** Brief 1 **
Reproduce the passage of the Spinraza reimbursement article starting at "The PBAC met" and ending at "in February 2016.".
** Brief 2 **
In the Spinraza reimbursement article, at which meeting did the PBAC reject Biogen's initial submission?
** Brief 3 **
Go on with the Spinraza reimbursement article from the point where it stops.

Posted 26 February 2018
The PBAC has told Biogen that the price it wants for reimbursement of its spinal muscular atrophy drug Spinraza is too high and a "substantial reduction in the proposed price will be required" if the company's resubmission is to be successful when it is considered next week.
The PBAC met with spinal muscular atrophy stakeholders last month after Biogen's initial submission for reimbursement was rejected by the committee at its November 2017 meeting.
With Biogen immediately resubmitting the drug for reconsideration at the committee's March meeting next week, the committee held a stakeholder meeting in January to canvas issues with local and global Biogen representatives, the SMA Australia CEO, SMA health practitioners and a patient representative.
According to the PBS website, it is the seventh PBAC stakeholder meeting to be held in four years, although the previous meeting was in February 2016.
SMA stakeholders have run a high-profile media campaign in the past 12 months featuring children impacted by SMA and responding well to Spinraza. Biogen is seeking PBS reimbursement of the treatment for infantile-onset (Type I) and childhood-onset (Types II and III) SMA.
The PBAC said it rejected Biogen's first submission in November "due to uncertainty about the clinical effectiveness of nusinersen in terms of the extent and durability of response across the spectrum of SMA for which subsidy was sought".
"The PBAC acknowledged that there is a high and urgent clinical need for treatments for SMA, particularly for the most severe forms of the condition, and noted that the consumer input was strongly supportive of a broad PBS listing across all forms of SMA, including adult onset disease," the PBAC noted in its minutes of the January meeting.

** Source data **
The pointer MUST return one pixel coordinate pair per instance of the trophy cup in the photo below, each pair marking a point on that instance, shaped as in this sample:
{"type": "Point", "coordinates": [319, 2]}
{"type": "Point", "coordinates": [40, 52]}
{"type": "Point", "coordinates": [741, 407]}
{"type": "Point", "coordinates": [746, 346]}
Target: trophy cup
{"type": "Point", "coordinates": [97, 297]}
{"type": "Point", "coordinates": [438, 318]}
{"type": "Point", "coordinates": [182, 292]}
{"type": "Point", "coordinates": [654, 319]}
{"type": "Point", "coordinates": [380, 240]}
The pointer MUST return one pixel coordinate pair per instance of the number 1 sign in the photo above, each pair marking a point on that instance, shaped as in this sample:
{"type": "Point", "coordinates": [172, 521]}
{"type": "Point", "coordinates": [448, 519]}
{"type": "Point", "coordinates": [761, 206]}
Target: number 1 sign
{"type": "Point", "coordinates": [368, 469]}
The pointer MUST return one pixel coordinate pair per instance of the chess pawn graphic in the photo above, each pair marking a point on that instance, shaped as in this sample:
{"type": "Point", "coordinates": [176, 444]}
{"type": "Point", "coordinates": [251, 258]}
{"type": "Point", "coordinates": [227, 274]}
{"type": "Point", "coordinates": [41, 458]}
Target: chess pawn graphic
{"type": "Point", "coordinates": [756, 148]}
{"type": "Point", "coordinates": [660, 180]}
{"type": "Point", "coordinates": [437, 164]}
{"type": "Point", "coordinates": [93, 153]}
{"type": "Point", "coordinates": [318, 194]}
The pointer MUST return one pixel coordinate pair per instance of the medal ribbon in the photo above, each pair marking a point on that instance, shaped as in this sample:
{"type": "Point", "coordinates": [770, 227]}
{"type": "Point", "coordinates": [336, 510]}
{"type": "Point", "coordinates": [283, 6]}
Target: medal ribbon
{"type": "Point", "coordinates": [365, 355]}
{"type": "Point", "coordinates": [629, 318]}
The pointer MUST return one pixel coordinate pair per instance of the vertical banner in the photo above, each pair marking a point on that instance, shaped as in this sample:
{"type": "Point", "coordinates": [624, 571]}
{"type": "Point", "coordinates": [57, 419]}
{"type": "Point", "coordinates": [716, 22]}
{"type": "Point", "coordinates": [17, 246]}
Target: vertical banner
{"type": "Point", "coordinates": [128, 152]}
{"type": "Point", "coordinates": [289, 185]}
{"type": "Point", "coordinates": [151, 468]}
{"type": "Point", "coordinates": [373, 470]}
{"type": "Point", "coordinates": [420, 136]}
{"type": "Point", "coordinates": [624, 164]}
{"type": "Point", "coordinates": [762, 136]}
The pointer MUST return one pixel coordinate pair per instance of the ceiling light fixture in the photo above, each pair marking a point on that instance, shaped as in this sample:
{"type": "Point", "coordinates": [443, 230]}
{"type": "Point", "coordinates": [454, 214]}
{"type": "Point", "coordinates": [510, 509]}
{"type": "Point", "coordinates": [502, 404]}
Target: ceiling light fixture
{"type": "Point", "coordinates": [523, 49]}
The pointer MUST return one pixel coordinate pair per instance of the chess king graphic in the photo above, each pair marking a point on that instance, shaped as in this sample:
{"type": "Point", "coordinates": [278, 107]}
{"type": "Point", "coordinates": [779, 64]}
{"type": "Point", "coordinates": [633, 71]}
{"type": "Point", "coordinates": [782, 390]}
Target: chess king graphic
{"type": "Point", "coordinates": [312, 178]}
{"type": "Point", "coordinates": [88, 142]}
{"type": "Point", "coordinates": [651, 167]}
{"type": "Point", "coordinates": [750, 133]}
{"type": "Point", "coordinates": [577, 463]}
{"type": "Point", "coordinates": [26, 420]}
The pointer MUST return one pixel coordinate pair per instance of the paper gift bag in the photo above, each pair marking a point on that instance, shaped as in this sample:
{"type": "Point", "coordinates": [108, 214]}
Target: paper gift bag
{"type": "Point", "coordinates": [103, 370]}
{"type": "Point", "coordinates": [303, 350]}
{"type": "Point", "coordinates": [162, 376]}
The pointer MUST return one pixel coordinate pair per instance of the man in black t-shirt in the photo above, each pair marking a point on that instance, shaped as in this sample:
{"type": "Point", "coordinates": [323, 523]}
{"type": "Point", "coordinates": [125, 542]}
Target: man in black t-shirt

** Expected output 1 **
The PBAC met with spinal muscular atrophy stakeholders last month after Biogen's initial submission for reimbursement was rejected by the committee at its November 2017 meeting.
With Biogen immediately resubmitting the drug for reconsideration at the committee's March meeting next week, the committee held a stakeholder meeting in January to canvas issues with local and global Biogen representatives, the SMA Australia CEO, SMA health practitioners and a patient representative.
According to the PBS website, it is the seventh PBAC stakeholder meeting to be held in four years, although the previous meeting was in February 2016.

** Expected output 2 **
At its November 2017 meeting.

** Expected output 3 **
"The PBAC considered that while the available evidence suggests patients may receive some benefit from nusinersen, the benefit needed to be better quantified.
"The PBAC considered that further information on the cost-effectiveness of treatment with nusinersen is necessary in order for it to be able to form a view on the appropriate PBS subsidy price, but that based on the information already available it is likely that a substantial reduction in the proposed price will be required."
PBAC Chair Professor Andrew Wilson said the committee acknowledged "the high clinical need for treatments for patients with SMA, particularly for young patients with the severest forms of the condition".
Information provided at the meeting would inform the PBAC's deliberations next month, Wilson said, while Biogen was also encouraged to use the information "in developing subsidy proposals for PBAC consideration".